- _WORK REQUIRED_:
Write out the records in full and without alteration, setting aside their pictures.

- _Collected data_:

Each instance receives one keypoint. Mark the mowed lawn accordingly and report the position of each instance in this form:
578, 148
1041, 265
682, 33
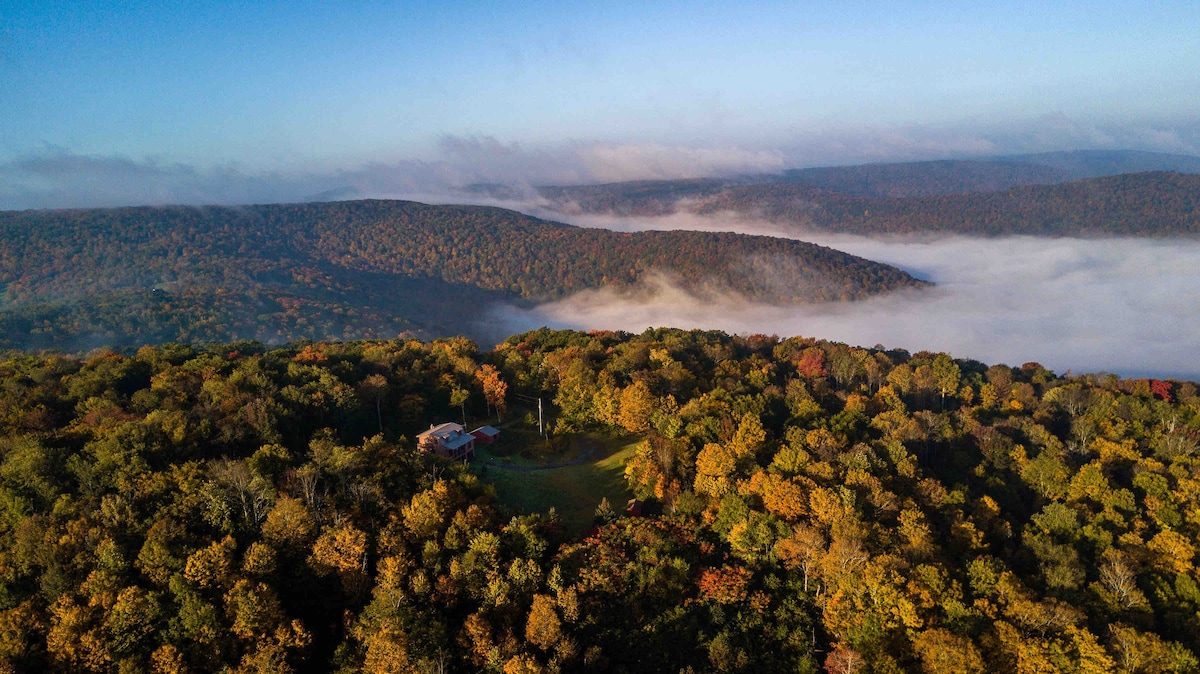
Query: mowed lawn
574, 491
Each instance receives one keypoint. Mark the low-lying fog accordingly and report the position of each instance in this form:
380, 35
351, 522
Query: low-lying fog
1128, 306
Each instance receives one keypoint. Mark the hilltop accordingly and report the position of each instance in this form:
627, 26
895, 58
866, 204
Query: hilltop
1050, 194
365, 269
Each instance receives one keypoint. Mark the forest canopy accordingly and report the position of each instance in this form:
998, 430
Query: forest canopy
808, 505
371, 269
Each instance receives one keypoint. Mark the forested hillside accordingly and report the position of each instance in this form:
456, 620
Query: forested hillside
1146, 204
808, 505
357, 269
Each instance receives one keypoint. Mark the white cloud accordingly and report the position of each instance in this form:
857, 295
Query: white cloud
1126, 306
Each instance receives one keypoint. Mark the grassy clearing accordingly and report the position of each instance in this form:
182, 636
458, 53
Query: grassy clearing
574, 491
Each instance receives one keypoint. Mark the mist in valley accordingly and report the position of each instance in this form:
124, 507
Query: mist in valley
1129, 306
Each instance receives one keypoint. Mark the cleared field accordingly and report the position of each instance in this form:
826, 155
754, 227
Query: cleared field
594, 469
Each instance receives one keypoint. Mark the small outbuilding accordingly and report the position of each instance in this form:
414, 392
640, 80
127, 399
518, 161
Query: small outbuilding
486, 434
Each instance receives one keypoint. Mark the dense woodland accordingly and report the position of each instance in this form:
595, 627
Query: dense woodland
358, 270
925, 198
1145, 204
809, 506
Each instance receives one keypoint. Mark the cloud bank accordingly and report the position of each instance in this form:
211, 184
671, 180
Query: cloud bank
59, 178
1126, 306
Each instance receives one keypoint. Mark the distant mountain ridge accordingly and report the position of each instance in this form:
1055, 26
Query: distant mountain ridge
1049, 194
364, 269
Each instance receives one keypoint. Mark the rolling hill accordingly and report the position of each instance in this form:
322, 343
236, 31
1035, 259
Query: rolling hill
1141, 204
366, 269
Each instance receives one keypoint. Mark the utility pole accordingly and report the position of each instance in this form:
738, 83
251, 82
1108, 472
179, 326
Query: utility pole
541, 428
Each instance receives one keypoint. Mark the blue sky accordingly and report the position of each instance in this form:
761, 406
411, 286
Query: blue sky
301, 92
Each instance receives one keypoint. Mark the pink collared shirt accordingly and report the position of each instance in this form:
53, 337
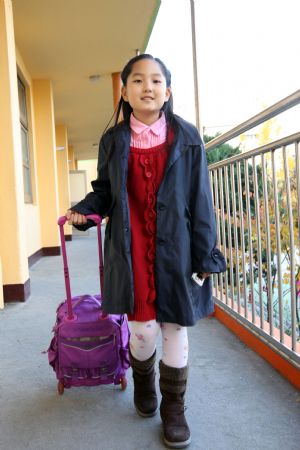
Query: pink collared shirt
147, 136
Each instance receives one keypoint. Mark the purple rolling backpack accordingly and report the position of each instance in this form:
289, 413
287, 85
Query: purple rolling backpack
89, 347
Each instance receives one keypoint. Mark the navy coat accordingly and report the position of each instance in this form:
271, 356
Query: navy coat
186, 231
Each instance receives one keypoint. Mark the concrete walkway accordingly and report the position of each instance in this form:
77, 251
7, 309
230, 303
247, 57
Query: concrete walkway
235, 400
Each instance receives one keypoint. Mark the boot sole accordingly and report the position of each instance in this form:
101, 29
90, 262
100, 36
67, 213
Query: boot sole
183, 444
145, 415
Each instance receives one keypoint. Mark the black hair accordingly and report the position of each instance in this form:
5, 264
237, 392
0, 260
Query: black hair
125, 106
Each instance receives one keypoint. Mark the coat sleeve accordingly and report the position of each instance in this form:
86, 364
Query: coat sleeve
98, 201
205, 256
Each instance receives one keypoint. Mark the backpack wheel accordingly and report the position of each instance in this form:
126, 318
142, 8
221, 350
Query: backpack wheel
60, 387
123, 382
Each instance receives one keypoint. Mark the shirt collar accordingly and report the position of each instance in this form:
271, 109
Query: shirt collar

- _WRITTEN SOLUTION_:
Each instance receives one keypoint. Mark the mowed lawn accordingly and report the position of each instance in this form:
578, 148
1041, 265
682, 33
Query: mowed lawn
574, 491
Each instance receives one keypoint. Mark the low-lying fog accordingly and report the position of each instance in this form:
380, 35
351, 522
Query: low-lying fog
1128, 306
Each instance receives one keypoint. Mark the hilltop accordingly and report the position of each instance in this form:
627, 26
895, 58
866, 204
Query: hilltop
1050, 194
365, 269
Each instance receives one keypoint. Mark the forest canopy accordingly and report the position of each instance in this form:
998, 430
Query: forest canopy
808, 505
371, 269
Each instance receives one keypoint. Mark the forested hillside accordingly and report the position of each instance in this form:
456, 620
Query: forested hillside
1146, 204
808, 505
357, 269
Each instance receives one keypoint. Mark the white cloud accordingly and report the position of each instance in this form:
857, 295
Query: white cloud
1126, 306
Each instance receives one keypoint. Mark the grassy clearing accordingly and report the position of each instance in this form:
182, 636
458, 53
Query: grassy clearing
574, 491
Each instance receives one keypoint. Mark the mist in valley accordingly and report the position of each instance in this form:
124, 507
Query: mist in valley
1129, 306
Each instance receives one keypoint. Mark the cleared field accordingly and report the position of each instance in this form:
826, 155
754, 227
Query: cleared field
594, 469
Each instance receives one keypoint. Mark the small outbuilding accordingly and report the position of each instance in this form:
414, 392
640, 80
127, 399
518, 161
Query: small outbuilding
486, 434
Each instance receives one keypoint. Mark the dense woodland accordingly and report the position of each instance in this form:
595, 627
Query: dense woodland
358, 270
925, 198
1145, 204
809, 506
Each instance receives one keypoint. Mark the cloud bank accordingly and report the position of each instance in this form:
211, 184
671, 180
Query: cloud bank
59, 178
1126, 306
Each instance receives one keypoint. Mark the distant mountain ridge accordingly and report the position of each instance in this form:
1055, 26
Query: distant mountain ridge
1049, 194
364, 269
Each instance receives one keypoint. Mark the rolling hill accordingly and report the position of each instance in this form:
322, 343
236, 31
1035, 259
Query: rolling hill
1141, 204
366, 269
Each instance receives one keypoint. Mark the utility pole accordingly and report the position of each instance in this form:
738, 83
251, 82
1108, 472
179, 326
Query: utility pole
541, 428
Each instance receives one keypoint. Mark the blue sky accordingly and report the position of each instance in this form:
761, 406
411, 286
Query: blue sky
301, 92
Each instance receives one keypoint. Mark the pink collared shirt accordingly and report the position of each instance in this form:
53, 337
Query: pink collared shirt
147, 136
Each instance receives one keypoint. Mark the purple rolling backpack accordingly and report the position of each instance in this form:
289, 413
287, 85
Query: purple rolling backpack
89, 347
Each instance receives one keypoint. Mark the navy coat accordingly and report the position of each instance in this form:
271, 356
Query: navy coat
186, 231
Each instance receives one keypoint. Mark the concrete walkway accordingly and report the position of each instance in this form:
77, 251
7, 309
230, 303
247, 57
Query: concrete walkway
235, 400
Each instance receives one keypoint. Mark the boot sole accordingly and report the position of each instance in this form:
101, 29
90, 262
100, 36
67, 213
Query: boot sole
183, 444
145, 415
Each instance receives one keypoint. Mark the black hair accordingly and report the position of each instance in this form:
5, 264
237, 392
0, 260
Query: black hair
125, 106
Each instance receives one keypoint. Mark the coat sleeve accordingly and report the position of each instance in this form:
86, 364
Query: coat sleeve
98, 201
205, 256
Each instance receives one keypoint. Mark the backpack wheel accordingly and report the position of each instance in this form:
126, 318
142, 8
221, 350
Query: backpack wheel
60, 387
123, 382
Each instance receives one keypoint. Mark the shirt collar accordingly and report the position of each instance in this form:
271, 109
Query: shirt collar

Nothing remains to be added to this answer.